## Supplied passage:
★ ★ ★ ★ ★ ★ ★

Middle East Studies

Eirini Avramopolou

Panteion University of Social and Political Sciences, Athens, Greece


Living archives of death: Representational violence and the aporia of freedom

The Greek island of Leros has a long history of ambiguous and discontinuous layering processes of violence and trauma -most recently being stigmatised because of the inhumane psychiatric treatment to many of the patients of the Leros Psychiatric Hospital, which admitted more than 4,000 on the island between its opening in 1958 and the psychiatric reformations that started to be implemented in the 1990s. In 2015 the decision to build a refugee "Hotspot" (camp) in the area of Lepida recalled past traumas, as more than 38,000 refugees passed through the island, whose permanent population numbers fewer than 9,000 inhabitants. This paper draws from my ethnographic research conducted during the last three years regarding the multifaceted and ambivalent stories of war, death, violence and confinement defining the affective geopolitics of the island of Leros in order to interrogate forms of epistemic and archival violence done in the name of the 'suffering' body. Hence, I ask: How can we perceive the relationship between space and identity without reproducing neocolonial ideologies still present in any encounter with suffering and alterity? In other words, how can one narrate an injurious story without creating a new injury, especially when names and identities, like the 'psychiatric patient', the 'refugee' etc., become the only guarantee for one's survival? Moreover, what does the desire for freedom mean in a context defined by representational tropes attached to the gendered and racialized biopolitical apparatus of asylum management?

★ ★ ★ ★ ★ ★ ★

## Source material:
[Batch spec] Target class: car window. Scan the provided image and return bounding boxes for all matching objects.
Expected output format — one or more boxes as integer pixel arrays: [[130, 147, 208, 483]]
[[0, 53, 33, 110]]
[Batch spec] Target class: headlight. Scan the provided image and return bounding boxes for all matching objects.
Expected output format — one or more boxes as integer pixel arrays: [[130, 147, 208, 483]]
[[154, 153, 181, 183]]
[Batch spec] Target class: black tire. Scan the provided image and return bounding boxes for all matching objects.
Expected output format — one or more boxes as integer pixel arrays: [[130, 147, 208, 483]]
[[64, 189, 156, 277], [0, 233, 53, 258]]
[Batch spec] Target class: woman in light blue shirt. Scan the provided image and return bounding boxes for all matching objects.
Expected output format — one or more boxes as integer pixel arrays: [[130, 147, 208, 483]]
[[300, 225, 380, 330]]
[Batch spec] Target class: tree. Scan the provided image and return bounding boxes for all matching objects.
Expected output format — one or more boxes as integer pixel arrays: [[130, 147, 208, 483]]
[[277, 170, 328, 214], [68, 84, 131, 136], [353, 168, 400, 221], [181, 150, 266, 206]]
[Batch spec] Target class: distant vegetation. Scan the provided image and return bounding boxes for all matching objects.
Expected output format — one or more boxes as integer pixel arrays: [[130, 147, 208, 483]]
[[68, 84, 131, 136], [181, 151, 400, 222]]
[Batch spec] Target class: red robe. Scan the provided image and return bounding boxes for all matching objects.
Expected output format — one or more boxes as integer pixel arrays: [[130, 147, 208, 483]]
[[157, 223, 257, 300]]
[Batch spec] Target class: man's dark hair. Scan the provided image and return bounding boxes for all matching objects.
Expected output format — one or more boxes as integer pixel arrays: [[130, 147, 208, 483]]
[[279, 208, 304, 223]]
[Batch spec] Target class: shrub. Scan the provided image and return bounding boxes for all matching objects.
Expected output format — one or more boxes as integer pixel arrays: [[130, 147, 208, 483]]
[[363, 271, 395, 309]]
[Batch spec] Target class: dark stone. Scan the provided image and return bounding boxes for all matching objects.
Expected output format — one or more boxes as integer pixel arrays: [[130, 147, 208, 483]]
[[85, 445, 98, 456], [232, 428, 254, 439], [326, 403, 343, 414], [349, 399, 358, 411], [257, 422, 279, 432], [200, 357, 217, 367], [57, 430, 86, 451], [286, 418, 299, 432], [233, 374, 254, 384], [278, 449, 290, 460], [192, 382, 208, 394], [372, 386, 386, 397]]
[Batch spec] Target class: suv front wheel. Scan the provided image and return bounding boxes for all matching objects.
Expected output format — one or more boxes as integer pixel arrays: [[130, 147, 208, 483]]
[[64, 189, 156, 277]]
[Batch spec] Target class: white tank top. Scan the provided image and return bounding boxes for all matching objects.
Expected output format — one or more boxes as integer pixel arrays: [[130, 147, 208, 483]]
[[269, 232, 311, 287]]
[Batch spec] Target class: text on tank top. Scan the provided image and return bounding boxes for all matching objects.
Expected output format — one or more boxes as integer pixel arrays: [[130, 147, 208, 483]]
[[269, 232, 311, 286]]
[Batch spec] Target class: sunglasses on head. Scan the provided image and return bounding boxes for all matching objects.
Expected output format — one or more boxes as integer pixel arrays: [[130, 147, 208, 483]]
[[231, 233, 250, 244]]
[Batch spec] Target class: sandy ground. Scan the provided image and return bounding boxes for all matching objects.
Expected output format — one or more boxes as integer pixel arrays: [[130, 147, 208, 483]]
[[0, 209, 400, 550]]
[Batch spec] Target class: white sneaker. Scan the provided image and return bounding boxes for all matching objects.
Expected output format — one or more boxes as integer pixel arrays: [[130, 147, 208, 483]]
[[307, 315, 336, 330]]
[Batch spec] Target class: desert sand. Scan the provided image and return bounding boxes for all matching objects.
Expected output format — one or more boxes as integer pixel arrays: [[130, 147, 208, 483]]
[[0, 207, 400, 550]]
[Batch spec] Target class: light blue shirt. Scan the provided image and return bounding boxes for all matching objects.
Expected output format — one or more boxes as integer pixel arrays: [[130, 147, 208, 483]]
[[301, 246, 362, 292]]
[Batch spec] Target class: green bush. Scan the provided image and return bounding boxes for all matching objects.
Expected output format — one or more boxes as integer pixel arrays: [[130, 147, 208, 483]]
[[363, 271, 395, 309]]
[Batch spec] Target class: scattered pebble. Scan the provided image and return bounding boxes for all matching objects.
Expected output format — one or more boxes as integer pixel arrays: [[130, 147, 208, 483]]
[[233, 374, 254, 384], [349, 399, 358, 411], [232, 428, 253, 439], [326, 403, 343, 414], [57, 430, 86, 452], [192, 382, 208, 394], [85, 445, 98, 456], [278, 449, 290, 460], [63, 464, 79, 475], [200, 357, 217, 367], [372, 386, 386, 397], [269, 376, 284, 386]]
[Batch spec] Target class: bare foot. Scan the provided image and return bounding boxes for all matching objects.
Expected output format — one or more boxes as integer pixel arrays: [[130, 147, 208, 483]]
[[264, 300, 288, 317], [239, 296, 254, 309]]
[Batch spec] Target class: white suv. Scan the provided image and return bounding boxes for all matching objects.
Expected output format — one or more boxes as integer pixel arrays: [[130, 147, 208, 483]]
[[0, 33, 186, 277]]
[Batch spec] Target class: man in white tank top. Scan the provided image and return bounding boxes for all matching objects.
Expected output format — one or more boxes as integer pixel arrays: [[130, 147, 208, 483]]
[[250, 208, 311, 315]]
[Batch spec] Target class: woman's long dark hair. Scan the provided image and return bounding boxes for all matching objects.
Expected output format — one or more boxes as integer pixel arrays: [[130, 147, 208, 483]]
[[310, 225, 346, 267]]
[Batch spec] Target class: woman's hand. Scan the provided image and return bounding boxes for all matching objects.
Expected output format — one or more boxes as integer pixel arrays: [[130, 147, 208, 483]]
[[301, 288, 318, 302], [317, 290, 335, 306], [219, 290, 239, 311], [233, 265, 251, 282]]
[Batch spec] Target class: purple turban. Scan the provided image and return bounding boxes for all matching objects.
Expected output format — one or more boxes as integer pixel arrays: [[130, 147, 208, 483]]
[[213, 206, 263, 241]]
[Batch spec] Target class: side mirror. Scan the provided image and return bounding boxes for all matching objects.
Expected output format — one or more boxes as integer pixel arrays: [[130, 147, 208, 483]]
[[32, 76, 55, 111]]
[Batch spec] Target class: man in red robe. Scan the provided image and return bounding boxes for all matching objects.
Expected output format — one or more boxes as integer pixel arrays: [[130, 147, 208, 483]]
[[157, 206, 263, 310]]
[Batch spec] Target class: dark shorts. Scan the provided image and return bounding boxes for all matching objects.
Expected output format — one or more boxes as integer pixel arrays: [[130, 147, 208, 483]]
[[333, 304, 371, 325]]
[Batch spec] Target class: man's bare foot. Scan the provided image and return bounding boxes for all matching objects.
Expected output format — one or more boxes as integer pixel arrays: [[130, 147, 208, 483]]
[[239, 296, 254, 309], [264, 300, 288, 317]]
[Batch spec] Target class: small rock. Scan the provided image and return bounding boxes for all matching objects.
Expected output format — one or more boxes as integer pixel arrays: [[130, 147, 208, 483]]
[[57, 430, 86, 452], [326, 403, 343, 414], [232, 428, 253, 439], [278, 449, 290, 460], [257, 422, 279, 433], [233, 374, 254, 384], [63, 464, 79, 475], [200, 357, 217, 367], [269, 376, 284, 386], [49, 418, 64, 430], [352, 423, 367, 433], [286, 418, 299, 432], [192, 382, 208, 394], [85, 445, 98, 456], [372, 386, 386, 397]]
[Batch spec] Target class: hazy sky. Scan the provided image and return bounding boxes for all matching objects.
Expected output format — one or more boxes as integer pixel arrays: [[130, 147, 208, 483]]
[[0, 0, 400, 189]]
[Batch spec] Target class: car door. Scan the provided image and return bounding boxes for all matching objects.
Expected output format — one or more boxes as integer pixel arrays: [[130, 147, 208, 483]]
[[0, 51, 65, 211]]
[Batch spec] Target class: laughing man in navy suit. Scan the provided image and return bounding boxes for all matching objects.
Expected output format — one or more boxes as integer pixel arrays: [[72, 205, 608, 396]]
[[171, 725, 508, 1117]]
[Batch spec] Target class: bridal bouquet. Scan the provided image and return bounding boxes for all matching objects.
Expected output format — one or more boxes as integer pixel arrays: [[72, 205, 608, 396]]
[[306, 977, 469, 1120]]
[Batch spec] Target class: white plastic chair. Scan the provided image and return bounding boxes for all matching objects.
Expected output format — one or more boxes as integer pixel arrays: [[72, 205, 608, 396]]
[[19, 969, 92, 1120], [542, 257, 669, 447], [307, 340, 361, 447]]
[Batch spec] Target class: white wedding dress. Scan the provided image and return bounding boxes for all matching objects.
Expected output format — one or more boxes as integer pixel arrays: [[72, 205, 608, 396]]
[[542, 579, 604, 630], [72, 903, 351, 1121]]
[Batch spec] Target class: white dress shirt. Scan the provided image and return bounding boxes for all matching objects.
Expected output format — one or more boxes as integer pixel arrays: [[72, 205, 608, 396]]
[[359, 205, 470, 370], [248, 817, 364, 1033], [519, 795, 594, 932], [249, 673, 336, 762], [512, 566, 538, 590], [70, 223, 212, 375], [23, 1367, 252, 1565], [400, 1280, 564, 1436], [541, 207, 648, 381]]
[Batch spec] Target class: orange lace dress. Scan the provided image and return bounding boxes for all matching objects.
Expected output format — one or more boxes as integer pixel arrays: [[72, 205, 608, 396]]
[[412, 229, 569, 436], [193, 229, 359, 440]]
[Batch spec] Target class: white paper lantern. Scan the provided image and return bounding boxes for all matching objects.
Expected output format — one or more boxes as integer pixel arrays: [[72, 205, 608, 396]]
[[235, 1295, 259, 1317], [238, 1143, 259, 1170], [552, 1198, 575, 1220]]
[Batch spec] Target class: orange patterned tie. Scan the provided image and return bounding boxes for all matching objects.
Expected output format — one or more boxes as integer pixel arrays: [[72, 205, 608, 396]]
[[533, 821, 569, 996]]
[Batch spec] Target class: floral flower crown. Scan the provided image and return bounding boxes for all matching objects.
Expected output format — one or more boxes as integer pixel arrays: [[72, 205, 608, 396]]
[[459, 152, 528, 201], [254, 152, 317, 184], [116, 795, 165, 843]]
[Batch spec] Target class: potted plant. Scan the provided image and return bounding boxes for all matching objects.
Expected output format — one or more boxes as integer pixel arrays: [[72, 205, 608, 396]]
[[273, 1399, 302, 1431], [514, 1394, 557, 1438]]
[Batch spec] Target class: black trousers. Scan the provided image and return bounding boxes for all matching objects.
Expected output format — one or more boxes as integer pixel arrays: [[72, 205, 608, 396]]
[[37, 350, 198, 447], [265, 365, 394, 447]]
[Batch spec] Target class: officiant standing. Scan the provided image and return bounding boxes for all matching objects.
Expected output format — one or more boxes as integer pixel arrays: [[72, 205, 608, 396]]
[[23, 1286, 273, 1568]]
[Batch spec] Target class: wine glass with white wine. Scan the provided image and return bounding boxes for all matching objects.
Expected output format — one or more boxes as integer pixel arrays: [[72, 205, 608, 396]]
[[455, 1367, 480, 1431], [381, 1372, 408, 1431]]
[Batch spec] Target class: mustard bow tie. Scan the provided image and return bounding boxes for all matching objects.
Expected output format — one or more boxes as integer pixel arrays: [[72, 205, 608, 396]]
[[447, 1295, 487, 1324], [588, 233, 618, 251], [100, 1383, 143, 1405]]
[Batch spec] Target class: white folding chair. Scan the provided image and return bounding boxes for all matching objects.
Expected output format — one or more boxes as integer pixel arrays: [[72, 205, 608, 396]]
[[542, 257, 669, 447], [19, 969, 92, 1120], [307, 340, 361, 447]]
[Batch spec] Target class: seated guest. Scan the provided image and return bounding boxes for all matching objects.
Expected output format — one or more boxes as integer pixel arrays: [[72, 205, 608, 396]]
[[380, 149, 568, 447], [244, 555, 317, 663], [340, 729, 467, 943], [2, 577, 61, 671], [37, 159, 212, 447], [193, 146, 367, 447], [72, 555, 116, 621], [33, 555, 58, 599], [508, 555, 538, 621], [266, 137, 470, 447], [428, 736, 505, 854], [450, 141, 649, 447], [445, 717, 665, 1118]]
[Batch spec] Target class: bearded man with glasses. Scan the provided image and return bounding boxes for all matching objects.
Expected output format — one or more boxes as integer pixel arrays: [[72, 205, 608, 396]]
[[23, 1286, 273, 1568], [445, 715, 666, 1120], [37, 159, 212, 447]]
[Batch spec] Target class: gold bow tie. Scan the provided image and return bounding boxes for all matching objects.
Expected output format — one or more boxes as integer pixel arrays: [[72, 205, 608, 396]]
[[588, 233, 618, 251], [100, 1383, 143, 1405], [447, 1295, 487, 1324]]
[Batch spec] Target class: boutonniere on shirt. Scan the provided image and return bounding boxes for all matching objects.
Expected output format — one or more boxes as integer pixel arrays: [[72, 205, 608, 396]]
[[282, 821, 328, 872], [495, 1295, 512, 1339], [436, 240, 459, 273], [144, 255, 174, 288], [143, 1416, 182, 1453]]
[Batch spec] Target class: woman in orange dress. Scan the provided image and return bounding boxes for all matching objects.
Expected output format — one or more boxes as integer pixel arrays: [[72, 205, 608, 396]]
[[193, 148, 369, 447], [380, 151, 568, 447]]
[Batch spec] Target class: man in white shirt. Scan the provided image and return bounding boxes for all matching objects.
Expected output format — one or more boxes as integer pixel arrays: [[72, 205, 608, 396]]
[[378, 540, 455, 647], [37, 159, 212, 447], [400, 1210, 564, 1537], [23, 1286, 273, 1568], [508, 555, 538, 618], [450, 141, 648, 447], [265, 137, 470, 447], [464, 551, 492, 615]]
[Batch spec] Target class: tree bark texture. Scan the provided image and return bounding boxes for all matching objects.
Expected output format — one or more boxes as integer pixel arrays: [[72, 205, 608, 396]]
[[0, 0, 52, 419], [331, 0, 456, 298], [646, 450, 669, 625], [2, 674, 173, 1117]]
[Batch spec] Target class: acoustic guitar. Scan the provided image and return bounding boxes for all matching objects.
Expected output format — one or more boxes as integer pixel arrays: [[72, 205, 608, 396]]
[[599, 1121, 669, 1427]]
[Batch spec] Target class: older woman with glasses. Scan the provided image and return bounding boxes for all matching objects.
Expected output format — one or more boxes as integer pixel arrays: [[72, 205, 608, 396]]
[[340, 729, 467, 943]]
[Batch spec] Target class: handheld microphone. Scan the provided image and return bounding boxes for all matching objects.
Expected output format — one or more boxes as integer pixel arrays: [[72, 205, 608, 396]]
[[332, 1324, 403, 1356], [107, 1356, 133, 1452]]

★ ★ ★ ★ ★ ★ ★

## Exercise 1:
List every question that the Leros abstract poses, each as a full sentence ending in a question mark.
## Exercise 2:
Decide whether the Leros abstract supports each statement below. Answer yes or no, and quote the words from the abstract that decide it.
(a) The Leros Psychiatric Hospital opened in 1958.
(b) More refugees passed through Leros than the island has permanent inhabitants.
(c) The ethnographic research behind the paper was carried out over ten years.
## Exercise 3:
Carry the Leros abstract forward from its final sentence.

## Result 1:
1. "How can we perceive the relationship between space and identity without reproducing neocolonial ideologies still present in any encounter with suffering and alterity?"
2. "In other words, how can one narrate an injurious story without creating a new injury, especially when names and identities, like the 'psychiatric patient', the 'refugee' etc., become the only guarantee for one's survival?"
3. "Moreover, what does the desire for freedom mean in a context defined by representational tropes attached to the gendered and racialized biopolitical apparatus of asylum management?"

## Result 2:
(a) Yes: "between its opening in 1958"
(b) Yes: "more than 38,000 refugees passed through the island, whose permanent population numbers fewer than 9,000 inhabitants"
(c) No: "my ethnographic research conducted during the last three years"

## Result 3:
Eirini Avramopoulou, is assistant professor of social anthropology at Panteion University of Social and Political Sciences, Athens, Greece. She received a PhD in Social Anthropology from the University of Cambridge (2012), and conducted research in Istanbul, Turkey regarding the affective language of gender and queer activism. Her research interests include anthropology of human rights, social movements and activism; feminist, postcolonial and psychoanalytic approaches to subjectivity, biopolitics and affect. She is the author of Porno-graphics and Porno-tactics: Desire, Affect and Representation in Pornography, (co-edited with Irene Peano, 2016, Punctum Books), and Affect in the Political: Subjectivities, Power and Inequalities in the Modern World, 2018, Nissos: Athens (in Greek).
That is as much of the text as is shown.